WHAT IS NEEDED:
Retype every one of the records below, keeping each line word for word.

MATERIAL SHOWN:
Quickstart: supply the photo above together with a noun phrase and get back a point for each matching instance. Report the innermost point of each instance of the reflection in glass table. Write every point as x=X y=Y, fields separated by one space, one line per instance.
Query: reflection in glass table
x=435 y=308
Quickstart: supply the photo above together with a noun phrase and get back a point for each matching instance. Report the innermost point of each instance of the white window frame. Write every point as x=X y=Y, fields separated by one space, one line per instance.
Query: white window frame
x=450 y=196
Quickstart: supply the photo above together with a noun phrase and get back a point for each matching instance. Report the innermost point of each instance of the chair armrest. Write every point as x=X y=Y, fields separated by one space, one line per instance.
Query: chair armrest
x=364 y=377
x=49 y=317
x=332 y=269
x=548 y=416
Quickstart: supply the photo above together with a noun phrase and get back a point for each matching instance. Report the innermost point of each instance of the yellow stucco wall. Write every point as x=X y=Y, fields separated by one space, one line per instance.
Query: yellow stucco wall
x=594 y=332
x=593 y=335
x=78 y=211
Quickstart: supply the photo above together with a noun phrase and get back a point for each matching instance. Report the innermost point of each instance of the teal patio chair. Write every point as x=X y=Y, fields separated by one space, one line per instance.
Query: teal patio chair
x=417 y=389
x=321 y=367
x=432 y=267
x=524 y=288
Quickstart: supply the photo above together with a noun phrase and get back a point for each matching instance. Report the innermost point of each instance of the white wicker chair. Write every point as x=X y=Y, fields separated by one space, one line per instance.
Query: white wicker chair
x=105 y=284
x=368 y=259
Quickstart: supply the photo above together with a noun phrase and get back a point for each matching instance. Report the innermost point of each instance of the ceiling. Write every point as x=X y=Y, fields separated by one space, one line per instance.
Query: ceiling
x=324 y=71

THE RESULT:
Quickstart: supply the photo above together with a noun phrase and get back a point for each matching instance. Report the innermost point of each instance of the reflection in glass table. Write every point as x=X y=Y, fields separated by one space, one line per instance.
Query: reflection in glass table
x=435 y=308
Quickstart: supply the photo above together with a noun phrase and get back a point for each matching instance. Report the innermost point of each instance of the white window frame. Write every point as x=X y=Y, fields separated by one space, one line per instance.
Query: white window frame
x=450 y=196
Quickstart: supply the photo above together with a noun phrase and get back a point for each matching instance. Report the innermost point of each instance of the chair armrest. Write every point as x=X y=Y, fields separated by one space, one line per instance.
Query: chair armrest
x=364 y=377
x=49 y=317
x=332 y=269
x=548 y=416
Quickstart: supply the photo above together with a noun phrase and get back a point for each matching instance. Report the innermost point of each instance of the yellow stucco wall. Write every point as x=X y=Y, fields separated by one space, one line per instance.
Query: yellow stucco wall
x=594 y=332
x=593 y=335
x=78 y=211
Quickstart: supply the photo above together with a noun phrase and get back a point for each matching instance. Report the innermost point of each instance of the teal patio chair. Write every point as x=X y=Y, fields separated by one space, one line per instance.
Query: teal patio chair
x=417 y=389
x=321 y=367
x=432 y=267
x=524 y=288
Quickstart: supply the photo above together with a noun phrase and get back a point for each matching instance. Report the innermost point of each instance of the white wicker chair. Write every point as x=X y=Y, fields separated by one space, one line per instance.
Query: white wicker chair
x=105 y=284
x=368 y=259
Quickstart: supply the photo above together with a noun phrase and get back a point for each matching instance. Report the innermost point of each instance of the ceiling. Write every point as x=X y=Y, fields separated by one space, one line per instance.
Query: ceiling
x=324 y=71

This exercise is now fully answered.